_Task directions:_ Could you repeat all of the entries word for word, minus any pictures?

_Record excerpts:_
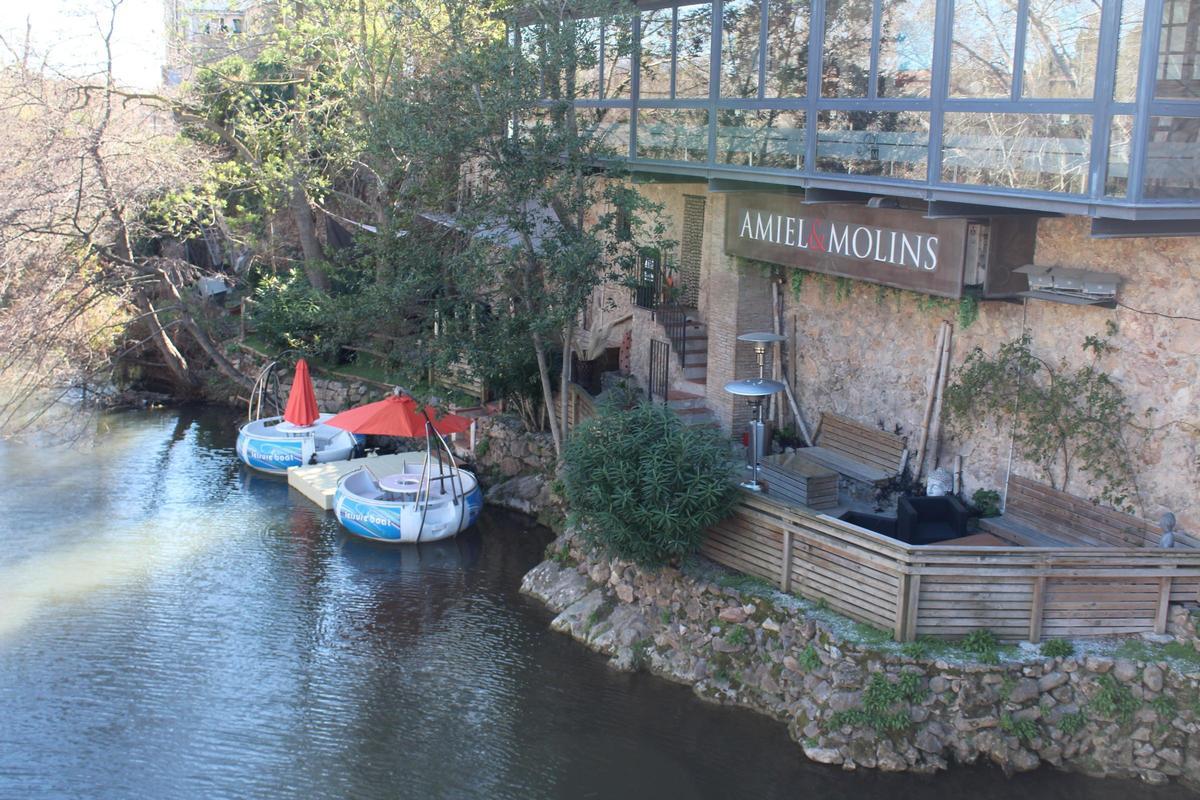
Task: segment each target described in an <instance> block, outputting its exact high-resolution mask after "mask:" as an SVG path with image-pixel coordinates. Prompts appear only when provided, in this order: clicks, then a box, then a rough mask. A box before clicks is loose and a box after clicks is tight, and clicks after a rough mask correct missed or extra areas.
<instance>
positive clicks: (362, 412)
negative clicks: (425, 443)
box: [325, 391, 470, 438]
mask: <svg viewBox="0 0 1200 800" xmlns="http://www.w3.org/2000/svg"><path fill="white" fill-rule="evenodd" d="M426 415H428V420H430V421H431V422H432V423H433V429H434V431H437V432H438V433H440V434H443V435H445V434H449V433H463V432H466V431H469V429H470V420H469V419H467V417H464V416H458V415H457V414H445V415H443V416H437V413H436V411H434V410H433V409H431V408H428V407H426V408H424V409H422V408H419V407H418V405H416V401H414V399H413V398H412V397H407V396H402V395H400V392H398V391H397V392H396V393H394V395H391V396H389V397H386V398H384V399H382V401H378V402H376V403H367V404H366V405H359V407H358V408H352V409H349V410H346V411H342V413H341V414H338V415H337V416H335V417H332V419H331V420H329V421H328V422H326V423H325V425H332V426H334V427H337V428H342V429H343V431H349V432H350V433H373V434H377V435H382V437H408V438H415V437H424V435H425V420H426Z"/></svg>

_Solution to this task:_
Task: segment each target described in an <instance> block, outputting its exact high-resolution mask after "mask:" as an SVG path with image-pixel coordinates. Prompts appear only when provided, in this order: clicks, then a box, then a rough mask. A box before clicks is loose and a box after clicks is tight, and clicks after a rough mask correct missed or extra areas.
<instance>
positive clicks: (362, 412)
negative clicks: (425, 443)
box: [325, 391, 470, 438]
mask: <svg viewBox="0 0 1200 800" xmlns="http://www.w3.org/2000/svg"><path fill="white" fill-rule="evenodd" d="M426 415H428V420H430V421H431V422H432V423H433V429H434V431H437V432H438V433H440V434H443V435H445V434H449V433H463V432H466V431H469V429H470V420H469V419H467V417H464V416H458V415H457V414H445V415H443V416H437V413H436V411H434V410H433V409H431V408H428V407H426V408H424V409H422V408H419V407H418V405H416V401H414V399H413V398H412V397H407V396H402V395H400V392H398V391H397V392H396V393H394V395H391V396H389V397H386V398H384V399H382V401H378V402H376V403H367V404H366V405H359V407H358V408H352V409H349V410H346V411H342V413H341V414H338V415H337V416H335V417H332V419H331V420H329V421H328V422H326V423H325V425H332V426H334V427H337V428H342V429H343V431H349V432H350V433H373V434H377V435H382V437H408V438H415V437H424V435H425V420H426Z"/></svg>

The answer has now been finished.